* **Questions**
1. Please retype the blog page from "today's Mad Marsupial" up to and including "in grass nearby.".
2. On the blog page, how long did the kangaroo hold Mr Rickard's dog underwater?

* **Document section**
☆ ☆ ☆ ☆
Monday, November 30, 2009

Heading south

tomorrow for a couple of days. See Fleetwood Mac, maybe watch some cricket, definitely visit a couple of bookstores, the Art Gallery.

Saturday, November 28, 2009

Saturday Night, Santa Barbara


"I'm working putting together a photo show in SB for tomorrow night (that means hanging pictures for photographers, I think they are more picky than poets and musicians, well maybe not, but still, the same) and then playing at it. Which means, which song goes B to E or which song goes from E to B, and then, shit, that G#5 chord, where does that go. oh, and the solos and changing strings..."
from an email from harry k stammer

Wednesday, November 25, 2009

Today the
postman brought
me soap on a
rope, the Pope
on dope, hope
on a slope, a
trope at a lope.
I couldn't cope.

"Don't bring
the ingredients
next time," I
told him. "Just
the finished
Dr Seuss book."

Tuesday, November 24, 2009

today's Mad Marsupial piece

Farmer Chris Rickard received extensive injuries when he was attacked while trying to rescue his blue heeler cattle dog, which was being drowned by an angry kangaroo in a dam at Arthur’s Creek, northeast of Melbourne on Monday morning.

Mr Rickard suffered deep cuts and scratches to his upper body and wounds to his face when the rogue kangaroo turned on him as he tried to pull his blue heeler cattle dog out from the clutches of the 5ft-tall eastern grey kangaroo.

Mr Rickard had been walking his dog, named Rocky, at the back of his property when they disturbed the kangaroo, which had been sleeping in grass nearby.

Mr Rickard said Rocky had chased the kangaroo into the dam when the marsupial turned, grabbed the dog with its front paws and held Rocky underwater for about 20 seconds.

Mr Rickard told the Herald Sun newspaper he then jumped in and grabbed the dog, but the kangaroo then turned on him.

Paramedic Michael Vasopressin said Mr Rickard had suffered a 20cm wound across his abdomen that was so deep “it cut through a couple of layers of flesh into the fat”, as well as a deep cut across his face and eye and a number of scratches to his chest, face and arms.
Times online

Monday, November 23, 2009

Will


Christo wrap
Jeanne-Claude
when he lays
her to rest?

Sometimes

I look at words & they don't seem right, even though I've spelt them correctly. One that has always caused me to pause is uncle. Today I spent a couple of minutes trying to work out if anything was wrong with spring.
☆ ☆ ☆ ☆
* **Material supplied**

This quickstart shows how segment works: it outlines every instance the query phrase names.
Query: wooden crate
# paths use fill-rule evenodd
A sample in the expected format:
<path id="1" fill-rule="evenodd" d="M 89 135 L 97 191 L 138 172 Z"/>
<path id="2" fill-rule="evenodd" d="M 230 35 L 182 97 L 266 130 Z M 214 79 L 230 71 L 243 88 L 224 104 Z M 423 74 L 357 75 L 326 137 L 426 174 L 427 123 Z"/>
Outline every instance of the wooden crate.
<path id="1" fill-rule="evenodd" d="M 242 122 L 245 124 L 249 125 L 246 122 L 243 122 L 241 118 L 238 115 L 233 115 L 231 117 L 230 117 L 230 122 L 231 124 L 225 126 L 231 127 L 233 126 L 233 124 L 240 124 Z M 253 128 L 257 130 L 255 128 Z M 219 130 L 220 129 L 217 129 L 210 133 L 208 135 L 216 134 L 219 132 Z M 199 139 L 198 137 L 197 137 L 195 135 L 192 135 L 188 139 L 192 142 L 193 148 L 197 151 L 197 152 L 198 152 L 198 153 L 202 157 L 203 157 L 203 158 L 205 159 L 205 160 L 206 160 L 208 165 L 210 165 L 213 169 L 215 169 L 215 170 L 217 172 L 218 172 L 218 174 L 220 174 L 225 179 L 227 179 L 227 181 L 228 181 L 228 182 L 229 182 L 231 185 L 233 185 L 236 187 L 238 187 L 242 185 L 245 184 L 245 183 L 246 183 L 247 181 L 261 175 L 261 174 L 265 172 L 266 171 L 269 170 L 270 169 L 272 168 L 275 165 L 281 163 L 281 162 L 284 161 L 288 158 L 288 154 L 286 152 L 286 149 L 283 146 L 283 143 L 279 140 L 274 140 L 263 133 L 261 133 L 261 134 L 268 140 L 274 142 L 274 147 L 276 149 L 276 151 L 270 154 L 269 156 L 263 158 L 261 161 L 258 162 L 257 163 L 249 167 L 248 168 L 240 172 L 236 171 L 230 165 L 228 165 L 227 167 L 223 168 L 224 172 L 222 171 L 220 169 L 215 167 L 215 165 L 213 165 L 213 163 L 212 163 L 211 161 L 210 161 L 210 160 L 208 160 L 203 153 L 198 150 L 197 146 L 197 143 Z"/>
☆ ☆ ☆ ☆
* **Answers for this exercise**
1.
today's Mad Marsupial piece

Farmer Chris Rickard received extensive injuries when he was attacked while trying to rescue his blue heeler cattle dog, which was being drowned by an angry kangaroo in a dam at Arthur’s Creek, northeast of Melbourne on Monday morning.

Mr Rickard suffered deep cuts and scratches to his upper body and wounds to his face when the rogue kangaroo turned on him as he tried to pull his blue heeler cattle dog out from the clutches of the 5ft-tall eastern grey kangaroo.

Mr Rickard had been walking his dog, named Rocky, at the back of his property when they disturbed the kangaroo, which had been sleeping in grass nearby.

2. About 20 seconds.